REQUEST: Please reproduce every line of the data below word for word, leaving out the pictures.

MATERIAL SHOWN:
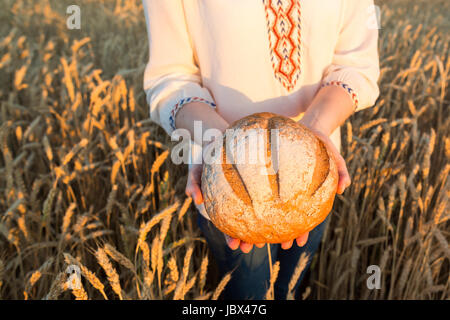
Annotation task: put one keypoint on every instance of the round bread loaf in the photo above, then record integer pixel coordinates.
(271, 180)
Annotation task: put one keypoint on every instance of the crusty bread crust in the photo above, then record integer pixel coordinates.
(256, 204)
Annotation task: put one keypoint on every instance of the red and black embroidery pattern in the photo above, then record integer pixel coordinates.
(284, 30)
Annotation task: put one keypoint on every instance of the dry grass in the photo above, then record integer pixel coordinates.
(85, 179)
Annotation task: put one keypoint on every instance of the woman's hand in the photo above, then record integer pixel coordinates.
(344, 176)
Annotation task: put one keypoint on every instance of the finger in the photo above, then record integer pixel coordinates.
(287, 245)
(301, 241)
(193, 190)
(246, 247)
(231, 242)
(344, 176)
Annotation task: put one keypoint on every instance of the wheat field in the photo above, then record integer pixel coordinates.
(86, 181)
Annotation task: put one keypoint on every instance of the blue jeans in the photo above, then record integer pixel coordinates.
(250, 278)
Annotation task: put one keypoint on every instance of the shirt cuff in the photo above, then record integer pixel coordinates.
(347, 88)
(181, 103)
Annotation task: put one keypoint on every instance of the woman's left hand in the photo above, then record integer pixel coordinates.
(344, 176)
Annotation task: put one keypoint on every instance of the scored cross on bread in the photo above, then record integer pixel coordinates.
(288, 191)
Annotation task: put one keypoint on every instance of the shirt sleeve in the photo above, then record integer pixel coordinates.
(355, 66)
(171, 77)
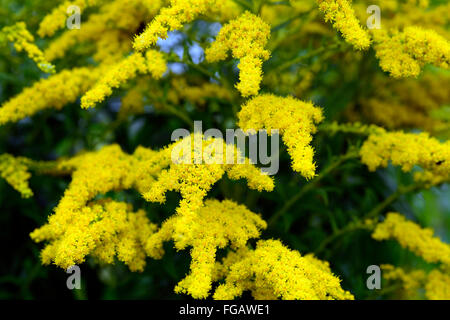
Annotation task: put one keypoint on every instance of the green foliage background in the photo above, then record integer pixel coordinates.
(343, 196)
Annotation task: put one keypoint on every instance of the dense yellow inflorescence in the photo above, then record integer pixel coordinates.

ANSWER TO THIS EXERCISE:
Annotation task: put one keypoint on every instance of the round bread loaf in the photo above, then record integer pixel coordinates.
(271, 180)
Annotation task: put one keypoint on every instance of the crusty bread crust in the photo above, then record integer pixel coordinates.
(256, 204)
Annotation task: put one keypoint on every instance of the red and black embroidery pattern in the photo above, then record integer pixel coordinates.
(284, 30)
Annotation task: put one keypoint on every instance of the dry grass in the photo above, then record integer pixel coordinates.
(85, 179)
Annotation task: put one keypoint on every instance of the woman's hand in the photo above, then record integer pixel coordinates.
(344, 176)
Annotation task: put one keypoint on every instance of the finger in the photo above, then record integer pixel coordinates.
(287, 245)
(301, 241)
(193, 190)
(246, 247)
(231, 242)
(344, 176)
Annotation task: put one keypoint on every instance of the wheat field in the photo above, then record integer pixel coordinates.
(86, 181)
Annotation task: put one keypoint on every instance of the blue jeans in the photo above, then record integer pixel coordinates.
(250, 278)
Annotation task: put one keypoint on every instance of the shirt cuff in the photo above, then record integer pixel coordinates.
(347, 88)
(181, 103)
Annotation task: put one keypoint on every instance of the woman's left hand in the photo above, then record integer pixel coordinates.
(344, 176)
Annotation task: put one keypoint on every instance of the scored cross on bread in the photo above, then record integer pixel coordinates.
(288, 191)
Annotation task: put one keypoint on every instance of the shirt sleeve in the photo above, then record integer pixel coordinates.
(355, 66)
(171, 77)
Annotation task: put one keypoint on every instance of the green foliage background in the photo above, then record integer pixel coordinates.
(343, 196)
Annotation task: put one keypoint on every instance of the dense yellow inflorescence in the photo above, then record integer pixel coordinates.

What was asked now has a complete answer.